▸ AIM OF THE TASK:
Repeat the entire listing exactly.

◇ ◇ ◇

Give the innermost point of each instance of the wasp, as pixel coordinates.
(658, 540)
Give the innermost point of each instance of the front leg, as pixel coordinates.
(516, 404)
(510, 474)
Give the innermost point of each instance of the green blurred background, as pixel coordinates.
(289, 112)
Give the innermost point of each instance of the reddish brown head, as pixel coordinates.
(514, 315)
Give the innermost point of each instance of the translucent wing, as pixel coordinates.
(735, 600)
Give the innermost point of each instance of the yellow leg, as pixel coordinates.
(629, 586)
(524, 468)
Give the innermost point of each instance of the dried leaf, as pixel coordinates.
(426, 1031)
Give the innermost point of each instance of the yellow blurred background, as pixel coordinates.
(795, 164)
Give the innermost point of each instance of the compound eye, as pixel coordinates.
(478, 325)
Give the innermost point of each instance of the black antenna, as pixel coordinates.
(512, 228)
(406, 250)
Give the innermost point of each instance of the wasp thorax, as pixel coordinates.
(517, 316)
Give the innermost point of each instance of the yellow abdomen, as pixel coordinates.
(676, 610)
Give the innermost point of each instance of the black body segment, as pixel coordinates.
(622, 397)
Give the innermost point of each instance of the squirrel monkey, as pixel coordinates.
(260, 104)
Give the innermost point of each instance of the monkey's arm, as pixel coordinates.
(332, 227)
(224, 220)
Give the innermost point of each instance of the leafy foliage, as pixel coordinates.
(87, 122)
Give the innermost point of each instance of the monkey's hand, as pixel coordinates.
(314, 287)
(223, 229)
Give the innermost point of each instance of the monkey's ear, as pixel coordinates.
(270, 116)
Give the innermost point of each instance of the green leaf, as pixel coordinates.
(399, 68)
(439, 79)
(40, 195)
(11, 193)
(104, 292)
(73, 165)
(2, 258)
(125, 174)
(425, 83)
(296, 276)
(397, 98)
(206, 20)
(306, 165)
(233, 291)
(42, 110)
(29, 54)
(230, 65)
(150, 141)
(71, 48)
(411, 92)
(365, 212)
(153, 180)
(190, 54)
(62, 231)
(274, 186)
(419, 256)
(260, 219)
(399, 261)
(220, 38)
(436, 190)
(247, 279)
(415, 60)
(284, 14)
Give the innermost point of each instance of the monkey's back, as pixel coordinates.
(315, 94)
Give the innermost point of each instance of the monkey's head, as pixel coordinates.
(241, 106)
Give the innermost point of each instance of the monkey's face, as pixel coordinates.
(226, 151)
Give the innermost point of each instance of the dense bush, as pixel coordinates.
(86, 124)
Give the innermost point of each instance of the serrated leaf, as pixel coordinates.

◇ ◇ ◇

▸ WORKED ANSWER:
Give the innermost point of each instance of the wasp, as pixel coordinates.
(658, 540)
Give the innermost point of each instance of the front leg, as pixel coordinates.
(516, 404)
(510, 474)
Give the innermost point of each instance of the green blurred background, as pixel coordinates.
(289, 112)
Give the innermost point of each instance of the reddish brown head, as pixel coordinates.
(514, 315)
Give the innermost point of each instance of the translucent wing, as pixel coordinates.
(735, 600)
Give the innermost point of each instance of the yellow leg, as pixel coordinates.
(629, 586)
(524, 468)
Give the innermost point of each instance of the dried leaf, as pixel coordinates.
(426, 1031)
Give the innermost point of each instance of the yellow blurred background, as pixel coordinates.
(795, 164)
Give the innermost point of each instance of the compound eye, as pixel coordinates.
(478, 325)
Give the innermost point of each instance of the black antenna, as pixel coordinates.
(512, 228)
(406, 250)
Give the innermost point of each instance of the wasp thorax, as pixel coordinates.
(517, 316)
Give the innermost point of each instance of the yellow abdomen, as pixel coordinates.
(676, 610)
Give the innermost point of each instance of the black body segment, as pixel coordinates.
(622, 397)
Give the innermost point of each instance of the squirrel monkey, as pixel coordinates.
(260, 104)
Give the innermost point of each instance of the monkey's arm, as pixel coordinates.
(332, 227)
(224, 220)
Give the innermost point of each instance of the leafy foliage, as pixel coordinates.
(87, 122)
Give the innermost point of each instance of the monkey's hand, as pixel coordinates.
(314, 287)
(223, 229)
Give the innermost point of each instance of the monkey's ear, as pixel coordinates.
(270, 116)
Give the innermost point of each instance of the green leaf, as pixel coordinates.
(399, 68)
(439, 79)
(40, 195)
(11, 193)
(104, 292)
(73, 165)
(2, 258)
(125, 174)
(425, 83)
(296, 276)
(397, 98)
(206, 20)
(306, 165)
(233, 291)
(42, 110)
(29, 54)
(230, 65)
(150, 141)
(71, 48)
(411, 92)
(365, 212)
(153, 180)
(190, 54)
(62, 231)
(274, 186)
(419, 256)
(260, 219)
(399, 261)
(220, 38)
(436, 190)
(247, 279)
(415, 60)
(284, 14)
Give the innermost point of each instance of the monkey's back, as pixel coordinates.
(315, 94)
Give the innermost point of each instance of the monkey's head, as pixel coordinates.
(241, 106)
Give the innermost point of each instance of the monkey's face, as pixel coordinates.
(226, 151)
Give the innermost point of each instance of the dense bush, as pixel coordinates.
(86, 124)
Give the innermost point of each instance of the serrated leaf, as pixel coordinates.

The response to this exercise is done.